§ **Tugas Anda**
Sebutkan semua model terbaru Audi yang disebut dalam kutipan tentang penjualan Audi di bawah.

§ **Kutipan Sumber**
------------------------------------------------------------------------

Audi mengalami penurunan penjualan yang signifikan pada tahun lalu, turun sebesar 11,8 persen menjadi 1,67 juta unit kendaraan. Bahkan, paruh pertama tahun ini juga menunjukkan penurunan yang mencemaskan, dengan pengiriman sebesar 5,9 persen dibandingkan dengan tahun sebelumnya. Meskipun demikian, Audi memiliki harapan besar dengan kehadiran model-model terbaru seperti Q3, Q5, A5, dan A6 yang siap bersaing dengan BMW dan Mercedes di pasar mobil mewah.

------------------------------------------------------------------------

§ **Data Sumber**
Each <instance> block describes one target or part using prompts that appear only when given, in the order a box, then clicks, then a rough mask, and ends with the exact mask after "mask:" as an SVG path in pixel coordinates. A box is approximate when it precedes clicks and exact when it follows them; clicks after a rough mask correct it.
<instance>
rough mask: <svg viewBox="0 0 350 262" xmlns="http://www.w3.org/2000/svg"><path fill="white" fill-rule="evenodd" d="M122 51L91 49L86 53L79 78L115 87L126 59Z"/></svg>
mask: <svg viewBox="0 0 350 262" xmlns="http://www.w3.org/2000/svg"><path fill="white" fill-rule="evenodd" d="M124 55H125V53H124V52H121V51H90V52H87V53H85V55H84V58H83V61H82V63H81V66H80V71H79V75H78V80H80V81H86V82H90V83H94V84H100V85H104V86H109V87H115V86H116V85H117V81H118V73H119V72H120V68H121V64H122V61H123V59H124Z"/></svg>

------------------------------------------------------------------------

§ **Jawaban Tugas**
Q3, Q5, A5, A6